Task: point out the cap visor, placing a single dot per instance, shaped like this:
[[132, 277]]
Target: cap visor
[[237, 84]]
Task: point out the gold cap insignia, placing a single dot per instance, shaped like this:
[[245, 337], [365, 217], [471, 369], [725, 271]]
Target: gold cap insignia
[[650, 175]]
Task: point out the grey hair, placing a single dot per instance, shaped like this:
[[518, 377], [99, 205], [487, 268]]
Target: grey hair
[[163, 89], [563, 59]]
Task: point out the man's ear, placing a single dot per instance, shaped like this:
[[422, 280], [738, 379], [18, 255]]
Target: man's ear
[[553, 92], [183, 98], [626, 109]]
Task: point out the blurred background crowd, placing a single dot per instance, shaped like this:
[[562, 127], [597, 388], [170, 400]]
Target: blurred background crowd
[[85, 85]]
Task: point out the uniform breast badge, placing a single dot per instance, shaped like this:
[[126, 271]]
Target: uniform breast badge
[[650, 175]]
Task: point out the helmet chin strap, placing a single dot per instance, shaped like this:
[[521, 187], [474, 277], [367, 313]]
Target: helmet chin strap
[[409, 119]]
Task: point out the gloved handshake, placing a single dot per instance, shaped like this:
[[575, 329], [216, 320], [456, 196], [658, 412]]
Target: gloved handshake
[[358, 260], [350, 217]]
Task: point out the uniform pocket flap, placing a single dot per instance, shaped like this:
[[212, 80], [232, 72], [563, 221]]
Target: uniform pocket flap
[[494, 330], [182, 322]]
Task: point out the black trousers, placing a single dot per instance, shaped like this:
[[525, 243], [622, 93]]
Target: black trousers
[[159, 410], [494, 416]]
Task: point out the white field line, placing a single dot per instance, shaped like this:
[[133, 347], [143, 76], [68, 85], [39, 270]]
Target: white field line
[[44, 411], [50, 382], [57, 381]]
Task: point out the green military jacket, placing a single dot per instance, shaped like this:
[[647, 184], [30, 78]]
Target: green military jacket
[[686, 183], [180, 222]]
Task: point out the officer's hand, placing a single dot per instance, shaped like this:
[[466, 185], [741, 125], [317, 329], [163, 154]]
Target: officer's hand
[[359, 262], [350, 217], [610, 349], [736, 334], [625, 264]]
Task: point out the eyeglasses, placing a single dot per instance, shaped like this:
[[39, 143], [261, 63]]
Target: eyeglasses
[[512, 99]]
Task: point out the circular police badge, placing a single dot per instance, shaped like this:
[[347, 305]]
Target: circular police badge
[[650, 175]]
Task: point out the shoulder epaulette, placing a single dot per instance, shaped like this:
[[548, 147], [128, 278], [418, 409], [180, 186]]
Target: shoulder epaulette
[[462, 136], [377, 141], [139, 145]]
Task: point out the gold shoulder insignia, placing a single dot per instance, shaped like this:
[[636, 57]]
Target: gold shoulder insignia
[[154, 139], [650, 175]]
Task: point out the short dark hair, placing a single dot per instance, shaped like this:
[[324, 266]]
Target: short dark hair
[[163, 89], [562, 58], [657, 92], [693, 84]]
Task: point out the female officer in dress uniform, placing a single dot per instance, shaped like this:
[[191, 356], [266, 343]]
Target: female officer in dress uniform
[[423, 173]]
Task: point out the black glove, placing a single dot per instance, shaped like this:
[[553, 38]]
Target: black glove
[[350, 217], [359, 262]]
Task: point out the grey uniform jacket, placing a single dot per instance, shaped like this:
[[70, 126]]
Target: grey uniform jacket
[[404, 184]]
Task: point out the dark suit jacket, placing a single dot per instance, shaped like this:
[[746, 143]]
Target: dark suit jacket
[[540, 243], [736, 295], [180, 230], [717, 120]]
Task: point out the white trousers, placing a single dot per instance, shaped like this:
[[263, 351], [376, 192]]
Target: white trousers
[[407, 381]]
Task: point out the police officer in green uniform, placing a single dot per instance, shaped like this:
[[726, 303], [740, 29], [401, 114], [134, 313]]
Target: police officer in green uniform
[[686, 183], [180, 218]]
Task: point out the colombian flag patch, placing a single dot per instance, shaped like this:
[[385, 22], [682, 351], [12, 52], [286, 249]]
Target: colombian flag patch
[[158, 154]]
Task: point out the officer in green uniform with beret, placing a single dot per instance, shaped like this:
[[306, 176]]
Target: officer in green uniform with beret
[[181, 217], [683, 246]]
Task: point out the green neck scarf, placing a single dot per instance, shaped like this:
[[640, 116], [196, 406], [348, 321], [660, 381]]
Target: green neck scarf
---------------
課題の目的 - リストのうち、「Task: point out the police」を含む行からリストの最後の行までを、両端の行も含めて一字一句変えずにそのまま繰り返してください。

課題の結果 -
Task: point out the police officer in green uniform, placing a single dot per instance, shaped like this:
[[726, 303], [740, 29], [401, 114], [134, 313]]
Target: police officer in green uniform
[[686, 183], [180, 218]]
Task: point out the colombian flag patch, placing a single dot per instance, shaped like this:
[[385, 22], [682, 351], [12, 52], [286, 249]]
Target: colombian flag patch
[[158, 154]]
Task: point out the officer in green uniform with beret, placing a single dot per instance, shaped like this:
[[306, 176]]
Target: officer in green uniform with beret
[[181, 217], [683, 246]]
Task: point out the green neck scarf, placing a single dot per instance, shaped like this:
[[640, 116], [196, 406], [348, 321], [660, 381]]
Target: green neck scarf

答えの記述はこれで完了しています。